──────── Material provided

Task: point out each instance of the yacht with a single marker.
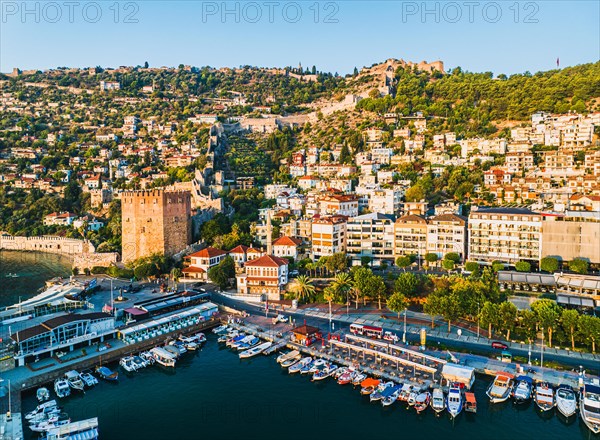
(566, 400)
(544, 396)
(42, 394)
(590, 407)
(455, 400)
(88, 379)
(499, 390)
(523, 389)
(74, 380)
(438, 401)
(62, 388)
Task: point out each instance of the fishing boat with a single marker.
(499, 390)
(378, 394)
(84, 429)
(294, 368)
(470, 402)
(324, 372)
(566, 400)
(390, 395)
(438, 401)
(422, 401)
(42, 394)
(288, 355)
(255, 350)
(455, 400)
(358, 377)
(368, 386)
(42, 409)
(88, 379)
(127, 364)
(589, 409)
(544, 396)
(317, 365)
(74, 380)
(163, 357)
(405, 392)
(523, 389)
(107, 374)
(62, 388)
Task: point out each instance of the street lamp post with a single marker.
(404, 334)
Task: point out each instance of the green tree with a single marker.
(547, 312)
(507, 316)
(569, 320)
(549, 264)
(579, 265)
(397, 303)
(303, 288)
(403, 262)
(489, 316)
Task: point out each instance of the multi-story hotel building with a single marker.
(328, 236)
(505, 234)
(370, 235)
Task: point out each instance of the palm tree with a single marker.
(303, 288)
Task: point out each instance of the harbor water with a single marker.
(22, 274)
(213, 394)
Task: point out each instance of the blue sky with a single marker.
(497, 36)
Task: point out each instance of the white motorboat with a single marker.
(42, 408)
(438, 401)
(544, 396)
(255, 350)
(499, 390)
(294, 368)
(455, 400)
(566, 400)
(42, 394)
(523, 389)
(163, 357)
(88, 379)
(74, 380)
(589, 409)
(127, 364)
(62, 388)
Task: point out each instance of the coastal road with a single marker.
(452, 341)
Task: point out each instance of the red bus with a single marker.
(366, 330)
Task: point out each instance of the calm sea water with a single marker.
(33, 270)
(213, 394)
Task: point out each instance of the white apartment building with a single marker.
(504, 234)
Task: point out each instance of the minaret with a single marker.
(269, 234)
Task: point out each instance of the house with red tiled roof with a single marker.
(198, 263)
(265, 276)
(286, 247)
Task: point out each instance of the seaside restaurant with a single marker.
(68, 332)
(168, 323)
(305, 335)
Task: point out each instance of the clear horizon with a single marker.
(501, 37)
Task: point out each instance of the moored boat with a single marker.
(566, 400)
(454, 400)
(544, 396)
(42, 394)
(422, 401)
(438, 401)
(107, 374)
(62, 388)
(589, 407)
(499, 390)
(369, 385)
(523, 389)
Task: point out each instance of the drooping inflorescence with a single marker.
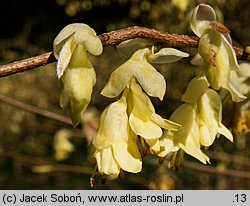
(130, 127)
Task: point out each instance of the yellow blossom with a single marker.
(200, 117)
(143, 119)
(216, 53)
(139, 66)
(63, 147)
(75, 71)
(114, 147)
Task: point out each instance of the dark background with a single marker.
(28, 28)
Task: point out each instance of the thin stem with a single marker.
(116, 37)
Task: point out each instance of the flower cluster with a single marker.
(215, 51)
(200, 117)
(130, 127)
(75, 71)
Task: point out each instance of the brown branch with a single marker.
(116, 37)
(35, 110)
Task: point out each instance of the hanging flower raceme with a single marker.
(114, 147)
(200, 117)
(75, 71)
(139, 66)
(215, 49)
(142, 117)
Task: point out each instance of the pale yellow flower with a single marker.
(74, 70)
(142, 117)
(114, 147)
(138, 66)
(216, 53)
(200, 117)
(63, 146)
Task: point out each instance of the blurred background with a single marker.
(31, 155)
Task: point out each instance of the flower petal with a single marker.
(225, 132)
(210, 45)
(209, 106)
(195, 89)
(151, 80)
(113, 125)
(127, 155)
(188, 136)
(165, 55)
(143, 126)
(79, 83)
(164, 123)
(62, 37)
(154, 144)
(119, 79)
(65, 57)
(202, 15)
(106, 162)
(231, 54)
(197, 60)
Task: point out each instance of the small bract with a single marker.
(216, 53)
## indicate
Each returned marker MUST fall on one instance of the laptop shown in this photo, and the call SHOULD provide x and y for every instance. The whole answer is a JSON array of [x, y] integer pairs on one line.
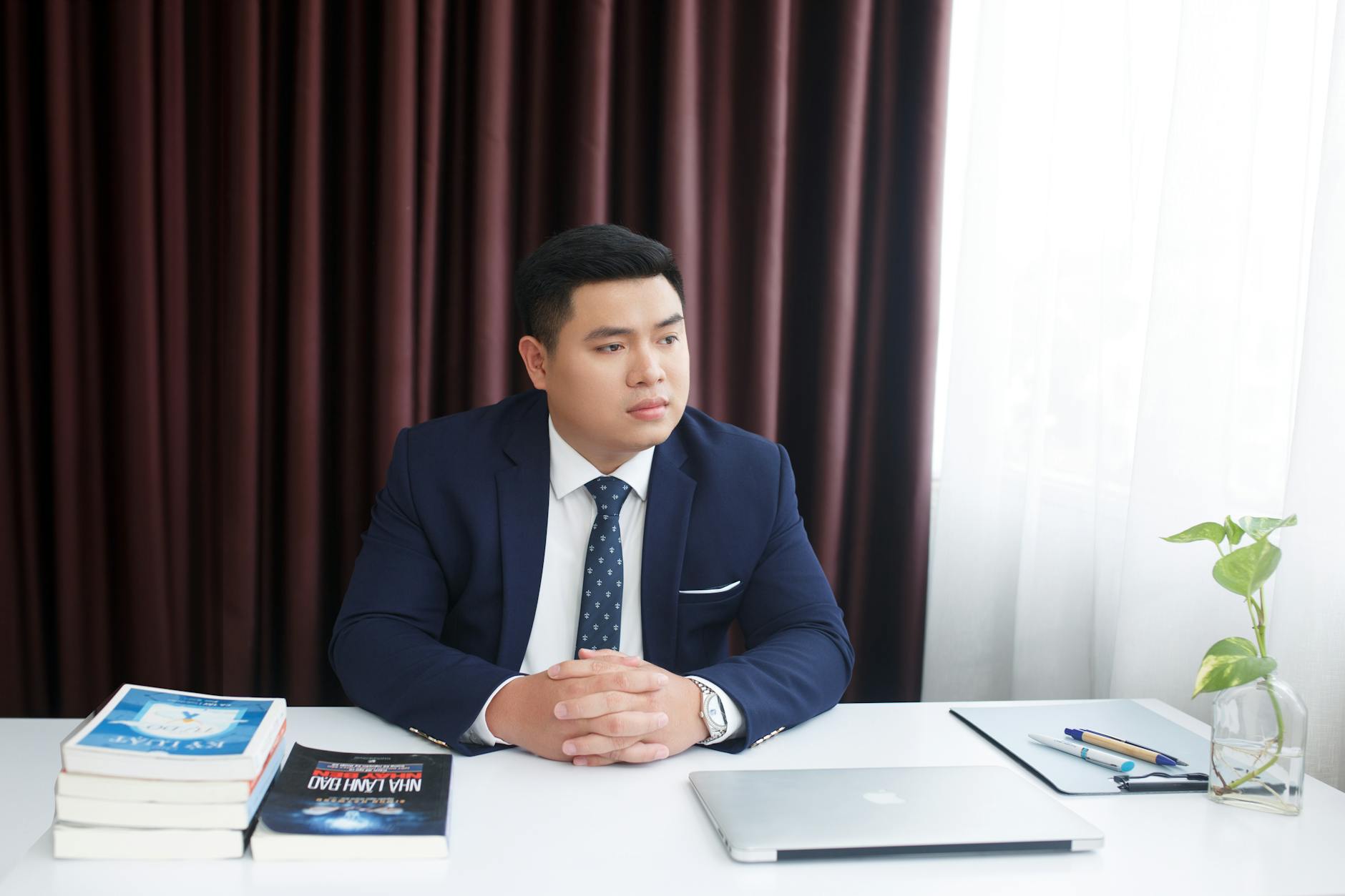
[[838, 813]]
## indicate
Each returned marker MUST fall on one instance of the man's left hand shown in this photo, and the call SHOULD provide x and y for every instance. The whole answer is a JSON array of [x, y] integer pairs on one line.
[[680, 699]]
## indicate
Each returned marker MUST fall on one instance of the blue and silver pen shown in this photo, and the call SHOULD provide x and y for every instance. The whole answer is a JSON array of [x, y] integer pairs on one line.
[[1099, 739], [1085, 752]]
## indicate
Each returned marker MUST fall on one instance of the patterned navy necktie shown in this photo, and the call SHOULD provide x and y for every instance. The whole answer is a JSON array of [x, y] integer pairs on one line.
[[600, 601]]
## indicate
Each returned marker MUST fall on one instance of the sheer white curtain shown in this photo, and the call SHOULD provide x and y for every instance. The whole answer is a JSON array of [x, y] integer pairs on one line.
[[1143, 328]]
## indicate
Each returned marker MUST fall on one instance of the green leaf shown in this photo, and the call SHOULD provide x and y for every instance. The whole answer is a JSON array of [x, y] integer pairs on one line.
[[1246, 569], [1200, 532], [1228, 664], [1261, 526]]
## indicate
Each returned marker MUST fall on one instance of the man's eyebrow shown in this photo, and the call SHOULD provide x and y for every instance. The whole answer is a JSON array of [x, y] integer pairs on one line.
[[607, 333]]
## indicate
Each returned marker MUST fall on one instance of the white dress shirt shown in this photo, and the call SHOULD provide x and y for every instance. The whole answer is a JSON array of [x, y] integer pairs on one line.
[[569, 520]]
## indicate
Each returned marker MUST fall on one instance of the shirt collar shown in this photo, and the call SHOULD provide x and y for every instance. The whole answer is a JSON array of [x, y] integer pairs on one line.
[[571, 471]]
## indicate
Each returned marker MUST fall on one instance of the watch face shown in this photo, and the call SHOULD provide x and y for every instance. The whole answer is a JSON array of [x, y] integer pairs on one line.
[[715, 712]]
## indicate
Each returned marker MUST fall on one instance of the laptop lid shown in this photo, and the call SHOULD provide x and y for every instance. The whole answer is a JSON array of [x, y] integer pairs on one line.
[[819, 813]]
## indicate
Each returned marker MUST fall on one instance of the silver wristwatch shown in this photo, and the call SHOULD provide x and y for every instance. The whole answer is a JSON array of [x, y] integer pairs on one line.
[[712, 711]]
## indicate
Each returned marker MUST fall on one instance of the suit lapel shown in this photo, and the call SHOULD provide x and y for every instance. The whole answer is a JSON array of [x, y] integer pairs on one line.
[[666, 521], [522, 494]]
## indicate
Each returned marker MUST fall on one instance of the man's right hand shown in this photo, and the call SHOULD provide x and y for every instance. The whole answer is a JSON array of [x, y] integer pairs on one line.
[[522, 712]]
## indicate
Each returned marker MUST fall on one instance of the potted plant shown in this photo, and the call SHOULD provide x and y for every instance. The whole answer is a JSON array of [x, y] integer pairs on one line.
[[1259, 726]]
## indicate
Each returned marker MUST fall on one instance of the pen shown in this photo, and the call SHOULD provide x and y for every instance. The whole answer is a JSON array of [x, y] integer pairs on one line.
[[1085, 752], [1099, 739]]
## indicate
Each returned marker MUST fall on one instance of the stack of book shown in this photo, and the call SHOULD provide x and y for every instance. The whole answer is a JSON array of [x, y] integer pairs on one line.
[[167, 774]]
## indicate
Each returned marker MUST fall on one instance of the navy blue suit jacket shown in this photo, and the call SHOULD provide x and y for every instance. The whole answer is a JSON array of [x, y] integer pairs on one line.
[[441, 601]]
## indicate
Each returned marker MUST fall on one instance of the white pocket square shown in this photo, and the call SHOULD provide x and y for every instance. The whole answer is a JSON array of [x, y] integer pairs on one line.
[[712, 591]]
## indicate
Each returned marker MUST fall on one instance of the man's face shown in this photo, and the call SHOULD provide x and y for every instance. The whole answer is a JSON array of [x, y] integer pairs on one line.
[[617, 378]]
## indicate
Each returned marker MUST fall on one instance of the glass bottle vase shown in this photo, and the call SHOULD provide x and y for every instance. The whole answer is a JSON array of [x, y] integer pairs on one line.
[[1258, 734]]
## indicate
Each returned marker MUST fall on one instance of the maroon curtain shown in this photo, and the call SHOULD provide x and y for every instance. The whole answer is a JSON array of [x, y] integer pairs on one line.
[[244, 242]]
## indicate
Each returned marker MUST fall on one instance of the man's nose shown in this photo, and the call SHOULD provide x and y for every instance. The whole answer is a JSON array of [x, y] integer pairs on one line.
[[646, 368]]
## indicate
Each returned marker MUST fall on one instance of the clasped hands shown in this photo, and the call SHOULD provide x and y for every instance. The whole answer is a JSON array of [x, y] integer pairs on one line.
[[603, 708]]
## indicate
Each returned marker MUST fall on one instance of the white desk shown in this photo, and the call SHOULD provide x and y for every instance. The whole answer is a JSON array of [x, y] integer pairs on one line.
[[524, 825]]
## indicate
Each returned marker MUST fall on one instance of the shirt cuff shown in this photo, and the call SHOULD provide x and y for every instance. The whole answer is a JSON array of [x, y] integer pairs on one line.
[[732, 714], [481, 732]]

────────────────

- Exercise
Report each line of the records that contains the string "building", copying the line in full. Letter case counts when matching.

- Solution for this exercise
Task: point out each instance of the multi-story hotel building with a single marker.
Task: point out each instance of the white apartment building with a single marker.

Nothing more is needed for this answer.